# Description of the task
Reproduce the listing below word for word, with no pictures.

[Recorded data]
═══

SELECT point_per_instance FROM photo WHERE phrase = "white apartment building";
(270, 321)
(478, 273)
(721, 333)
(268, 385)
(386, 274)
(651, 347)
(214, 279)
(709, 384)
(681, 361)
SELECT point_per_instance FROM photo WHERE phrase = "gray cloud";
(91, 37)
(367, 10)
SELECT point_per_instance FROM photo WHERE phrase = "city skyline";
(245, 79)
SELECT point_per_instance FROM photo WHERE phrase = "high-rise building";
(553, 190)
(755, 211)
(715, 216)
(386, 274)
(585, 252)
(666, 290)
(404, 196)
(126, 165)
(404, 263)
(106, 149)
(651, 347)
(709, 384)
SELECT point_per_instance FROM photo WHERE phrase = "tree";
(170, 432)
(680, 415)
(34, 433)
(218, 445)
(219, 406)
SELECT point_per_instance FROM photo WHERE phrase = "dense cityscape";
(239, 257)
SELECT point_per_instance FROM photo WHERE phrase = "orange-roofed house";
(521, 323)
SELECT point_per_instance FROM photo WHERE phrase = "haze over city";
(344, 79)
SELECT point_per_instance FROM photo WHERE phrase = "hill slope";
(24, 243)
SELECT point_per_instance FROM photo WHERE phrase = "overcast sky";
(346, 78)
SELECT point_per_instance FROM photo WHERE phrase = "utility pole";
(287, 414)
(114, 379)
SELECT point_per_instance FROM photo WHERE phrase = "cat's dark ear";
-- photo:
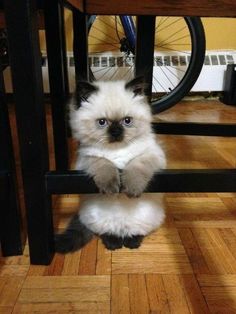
(84, 90)
(137, 85)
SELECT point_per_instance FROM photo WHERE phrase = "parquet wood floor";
(187, 266)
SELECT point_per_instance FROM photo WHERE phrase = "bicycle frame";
(128, 26)
(129, 29)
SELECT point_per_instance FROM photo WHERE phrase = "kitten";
(112, 122)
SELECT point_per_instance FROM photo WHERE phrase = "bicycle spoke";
(172, 35)
(181, 51)
(173, 41)
(102, 51)
(129, 71)
(112, 27)
(174, 22)
(159, 83)
(98, 29)
(163, 21)
(103, 41)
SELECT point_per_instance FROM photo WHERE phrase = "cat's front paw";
(108, 181)
(133, 185)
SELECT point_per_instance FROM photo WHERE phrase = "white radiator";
(211, 77)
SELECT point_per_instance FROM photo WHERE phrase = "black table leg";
(10, 222)
(25, 61)
(58, 78)
(80, 45)
(144, 51)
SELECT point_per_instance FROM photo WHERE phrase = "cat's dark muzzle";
(115, 132)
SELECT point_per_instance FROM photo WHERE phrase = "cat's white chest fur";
(121, 156)
(117, 214)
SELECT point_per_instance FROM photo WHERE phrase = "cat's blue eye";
(127, 121)
(102, 122)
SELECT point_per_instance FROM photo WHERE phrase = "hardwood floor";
(187, 266)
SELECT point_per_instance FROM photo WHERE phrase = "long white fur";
(117, 214)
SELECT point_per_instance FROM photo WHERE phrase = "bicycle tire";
(196, 61)
(195, 66)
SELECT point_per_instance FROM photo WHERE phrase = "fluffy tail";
(74, 237)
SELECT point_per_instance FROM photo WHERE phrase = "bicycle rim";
(178, 56)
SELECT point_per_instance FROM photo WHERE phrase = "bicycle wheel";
(178, 55)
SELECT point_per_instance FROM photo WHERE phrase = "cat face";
(110, 113)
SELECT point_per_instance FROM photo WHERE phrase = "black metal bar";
(10, 220)
(80, 45)
(58, 78)
(219, 180)
(144, 50)
(25, 61)
(191, 128)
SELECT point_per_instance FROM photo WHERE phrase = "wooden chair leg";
(25, 62)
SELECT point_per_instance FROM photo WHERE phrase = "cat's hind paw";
(133, 242)
(111, 242)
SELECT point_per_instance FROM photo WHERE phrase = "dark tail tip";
(73, 238)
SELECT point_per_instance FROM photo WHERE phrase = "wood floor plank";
(11, 290)
(62, 308)
(71, 264)
(139, 303)
(205, 280)
(65, 289)
(195, 299)
(212, 252)
(103, 262)
(157, 295)
(120, 301)
(220, 299)
(175, 294)
(88, 257)
(194, 252)
(6, 309)
(153, 258)
(56, 266)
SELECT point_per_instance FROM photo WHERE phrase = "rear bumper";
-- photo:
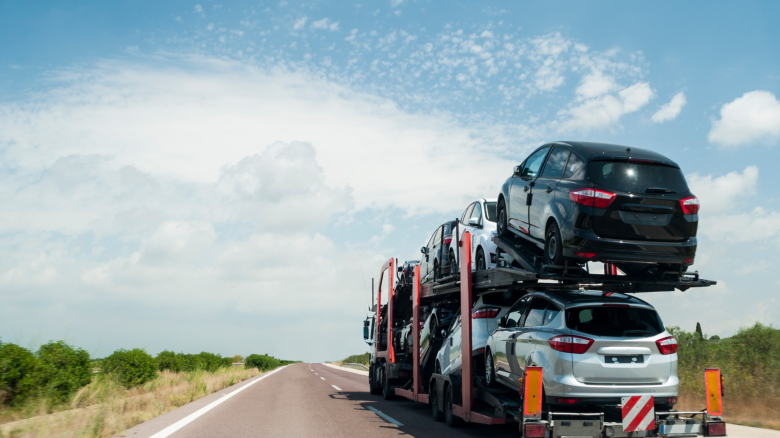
(612, 250)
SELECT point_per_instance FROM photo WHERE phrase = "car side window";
(534, 163)
(575, 168)
(515, 315)
(554, 166)
(536, 311)
(477, 213)
(467, 214)
(552, 311)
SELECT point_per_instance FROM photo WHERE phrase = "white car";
(479, 219)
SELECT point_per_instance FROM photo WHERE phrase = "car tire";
(490, 370)
(388, 392)
(436, 413)
(481, 263)
(502, 227)
(553, 245)
(373, 382)
(450, 418)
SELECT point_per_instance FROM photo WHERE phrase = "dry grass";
(739, 409)
(104, 408)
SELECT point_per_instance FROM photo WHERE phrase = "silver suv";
(595, 347)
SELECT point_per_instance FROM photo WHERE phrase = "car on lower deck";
(583, 202)
(594, 347)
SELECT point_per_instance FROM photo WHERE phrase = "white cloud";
(299, 23)
(605, 110)
(722, 193)
(325, 24)
(671, 110)
(751, 118)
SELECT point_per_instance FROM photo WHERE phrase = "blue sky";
(223, 176)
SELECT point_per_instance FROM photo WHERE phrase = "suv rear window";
(614, 321)
(637, 177)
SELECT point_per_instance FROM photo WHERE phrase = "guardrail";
(357, 366)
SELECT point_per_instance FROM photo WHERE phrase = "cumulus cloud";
(718, 194)
(605, 110)
(670, 110)
(748, 119)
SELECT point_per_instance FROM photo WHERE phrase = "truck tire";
(450, 418)
(388, 393)
(373, 382)
(436, 413)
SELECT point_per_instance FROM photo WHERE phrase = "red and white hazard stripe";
(638, 413)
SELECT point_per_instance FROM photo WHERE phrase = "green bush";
(360, 358)
(64, 369)
(131, 367)
(18, 369)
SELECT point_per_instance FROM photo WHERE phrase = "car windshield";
(490, 211)
(636, 177)
(614, 321)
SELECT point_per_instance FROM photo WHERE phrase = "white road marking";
(168, 431)
(385, 416)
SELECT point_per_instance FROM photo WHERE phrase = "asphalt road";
(315, 400)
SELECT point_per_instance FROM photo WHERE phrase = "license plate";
(624, 359)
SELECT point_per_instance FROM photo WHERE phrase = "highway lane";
(318, 400)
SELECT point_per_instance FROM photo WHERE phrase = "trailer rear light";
(716, 429)
(690, 205)
(667, 345)
(485, 312)
(535, 431)
(592, 197)
(570, 344)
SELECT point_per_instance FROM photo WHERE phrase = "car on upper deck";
(582, 202)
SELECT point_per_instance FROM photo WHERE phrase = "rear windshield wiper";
(659, 190)
(637, 332)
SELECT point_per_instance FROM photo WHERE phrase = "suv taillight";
(667, 345)
(690, 205)
(570, 344)
(592, 197)
(485, 312)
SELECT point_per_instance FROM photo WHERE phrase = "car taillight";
(690, 205)
(667, 345)
(568, 401)
(716, 429)
(570, 344)
(485, 312)
(592, 197)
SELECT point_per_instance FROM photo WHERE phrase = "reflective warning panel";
(638, 413)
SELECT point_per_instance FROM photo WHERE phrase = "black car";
(601, 202)
(439, 255)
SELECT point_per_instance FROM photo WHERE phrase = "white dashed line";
(385, 416)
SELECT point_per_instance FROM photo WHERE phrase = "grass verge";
(104, 408)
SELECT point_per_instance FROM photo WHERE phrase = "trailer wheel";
(388, 393)
(373, 382)
(437, 414)
(449, 416)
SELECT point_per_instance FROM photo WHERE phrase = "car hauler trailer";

═══

# Finished answer
SELECT point_per_instance FROM photo WHERE phrase = "white apartment building";
(270, 321)
(478, 273)
(721, 333)
(268, 385)
(386, 274)
(651, 347)
(214, 279)
(709, 384)
(681, 361)
SELECT point_per_instance FROM photo WHERE phrase = "gray cloud";
(91, 37)
(367, 10)
SELECT point_per_instance FROM photo WHERE phrase = "city skyline";
(245, 79)
SELECT point_per_instance FROM photo WHERE phrase = "high-rise building";
(553, 190)
(755, 211)
(715, 216)
(386, 274)
(585, 252)
(666, 290)
(404, 196)
(126, 165)
(404, 263)
(106, 149)
(651, 347)
(709, 384)
SELECT point_per_instance FROM photo WHERE phrase = "tree";
(170, 432)
(680, 415)
(34, 433)
(218, 445)
(219, 406)
SELECT point_per_instance FROM photo WHERE phrase = "dense cityscape";
(239, 257)
SELECT point_per_instance FROM photo WHERE phrase = "orange-roofed house";
(521, 323)
SELECT point_per_instance FROM photo WHERE phrase = "haze over city";
(344, 79)
SELECT point_per_instance FROM photo WHERE phrase = "hill slope";
(24, 243)
SELECT point_per_instance FROM photo WHERE phrase = "overcast sky";
(346, 78)
SELECT point_per_instance FROM photo WHERE phrase = "utility pole";
(287, 414)
(114, 379)
SELECT point_per_instance FROM photo WHERE phrase = "cat's dark ear";
-- photo:
(84, 90)
(137, 85)
SELECT point_per_instance FROM photo WHERE phrase = "parquet wood floor";
(187, 266)
SELECT point_per_instance FROM photo WHERE phrase = "bicycle frame";
(128, 26)
(129, 29)
SELECT point_per_instance FROM photo WHERE phrase = "kitten";
(112, 122)
SELECT point_per_instance FROM photo WHERE phrase = "bicycle spoke";
(172, 35)
(181, 51)
(173, 41)
(102, 51)
(129, 71)
(112, 27)
(174, 22)
(159, 83)
(98, 29)
(163, 21)
(103, 41)
SELECT point_per_instance FROM photo WHERE phrase = "cat's front paw";
(108, 181)
(133, 185)
SELECT point_per_instance FROM photo WHERE phrase = "white radiator";
(211, 77)
SELECT point_per_instance FROM photo WHERE phrase = "black table leg";
(10, 222)
(25, 61)
(58, 78)
(80, 45)
(144, 51)
SELECT point_per_instance FROM photo WHERE phrase = "cat's dark muzzle";
(115, 132)
SELECT point_per_instance FROM photo WHERE phrase = "cat's white chest fur";
(121, 156)
(117, 214)
SELECT point_per_instance FROM photo WHERE phrase = "cat's blue eye";
(127, 121)
(102, 122)
SELECT point_per_instance FROM photo WHERE phrase = "hardwood floor";
(187, 266)
SELECT point_per_instance FROM photo WHERE phrase = "long white fur";
(117, 214)
SELECT point_per_instance FROM photo WHERE phrase = "bicycle tire";
(196, 61)
(195, 66)
SELECT point_per_instance FROM photo WHERE phrase = "fluffy tail";
(74, 237)
SELECT point_per_instance FROM photo WHERE phrase = "bicycle rim";
(178, 56)
SELECT point_per_instance FROM photo WHERE phrase = "bicycle wheel";
(178, 55)
SELECT point_per_instance FROM photo WHERE phrase = "cat face";
(110, 113)
SELECT point_per_instance FROM photo WHERE phrase = "black metal bar";
(10, 220)
(80, 45)
(58, 78)
(219, 180)
(144, 50)
(25, 61)
(191, 128)
SELECT point_per_instance FROM photo WHERE phrase = "wooden chair leg";
(25, 62)
SELECT point_per_instance FROM photo WHERE phrase = "cat's hind paw";
(133, 242)
(111, 242)
SELECT point_per_instance FROM photo WHERE phrase = "dark tail tip";
(73, 238)
SELECT point_per_instance FROM photo WHERE phrase = "wood floor plank";
(11, 290)
(62, 308)
(71, 264)
(139, 303)
(205, 280)
(65, 289)
(195, 299)
(212, 252)
(103, 262)
(157, 295)
(120, 301)
(220, 299)
(175, 294)
(88, 257)
(194, 252)
(6, 309)
(153, 258)
(56, 266)
SELECT point_per_instance FROM photo WHERE phrase = "rear bumper";
-- photo:
(612, 250)
SELECT point_per_instance FROM photo WHERE phrase = "car side window";
(534, 163)
(575, 168)
(515, 315)
(554, 166)
(536, 311)
(477, 213)
(467, 214)
(552, 311)
SELECT point_per_instance FROM photo WHERE phrase = "white car";
(479, 219)
SELECT point_per_instance FROM photo WHERE phrase = "car tire";
(490, 370)
(388, 392)
(436, 413)
(481, 263)
(502, 227)
(553, 245)
(373, 382)
(450, 418)
SELECT point_per_instance FROM photo WHERE phrase = "dry grass";
(739, 409)
(104, 408)
SELECT point_per_instance FROM photo WHERE phrase = "silver suv";
(595, 347)
SELECT point_per_instance FROM photo WHERE phrase = "car on lower deck";
(583, 202)
(594, 347)
SELECT point_per_instance FROM photo WHERE phrase = "white cloud";
(299, 23)
(605, 110)
(722, 193)
(325, 24)
(671, 110)
(751, 118)
SELECT point_per_instance FROM photo WHERE phrase = "blue sky";
(223, 176)
SELECT point_per_instance FROM photo WHERE phrase = "suv rear window";
(614, 321)
(637, 177)
SELECT point_per_instance FROM photo WHERE phrase = "guardrail";
(357, 366)
SELECT point_per_instance FROM photo WHERE phrase = "cumulus cloud";
(718, 194)
(605, 110)
(670, 110)
(748, 119)
SELECT point_per_instance FROM photo WHERE phrase = "truck tire";
(450, 418)
(388, 393)
(373, 382)
(436, 413)
SELECT point_per_instance FROM photo WHERE phrase = "red and white hazard stripe";
(638, 413)
SELECT point_per_instance FROM photo WHERE phrase = "green bush";
(360, 358)
(64, 369)
(131, 367)
(18, 369)
SELECT point_per_instance FROM photo WHERE phrase = "car windshield";
(490, 211)
(636, 177)
(614, 321)
SELECT point_per_instance FROM photo WHERE phrase = "white road marking";
(168, 431)
(385, 416)
SELECT point_per_instance FROM photo WHERE phrase = "asphalt road";
(315, 400)
SELECT point_per_instance FROM photo WHERE phrase = "license plate";
(624, 359)
SELECT point_per_instance FROM photo WHERE phrase = "highway lane";
(318, 400)
SELECT point_per_instance FROM photo WHERE phrase = "trailer rear light";
(716, 429)
(690, 205)
(667, 345)
(485, 312)
(535, 431)
(592, 197)
(570, 344)
SELECT point_per_instance FROM photo WHERE phrase = "car on upper deck";
(582, 202)
SELECT point_per_instance FROM photo WHERE phrase = "rear windshield wiper";
(659, 190)
(637, 332)
SELECT point_per_instance FROM photo WHERE phrase = "suv taillight";
(667, 345)
(690, 205)
(570, 344)
(592, 197)
(485, 312)
SELECT point_per_instance FROM photo WHERE phrase = "car taillight";
(690, 205)
(667, 345)
(568, 401)
(716, 429)
(570, 344)
(485, 312)
(592, 197)
SELECT point_per_instance FROM photo WHERE phrase = "reflective warning panel";
(638, 413)
SELECT point_per_instance FROM photo WHERE phrase = "black car";
(601, 202)
(439, 255)
SELECT point_per_instance FROM photo WHERE phrase = "white dashed line";
(385, 416)
SELECT point_per_instance FROM photo WHERE phrase = "grass verge";
(104, 408)
SELECT point_per_instance FROM photo WHERE phrase = "trailer wheel";
(388, 393)
(373, 382)
(437, 414)
(449, 416)
SELECT point_per_instance FROM photo WHERE phrase = "car hauler trailer";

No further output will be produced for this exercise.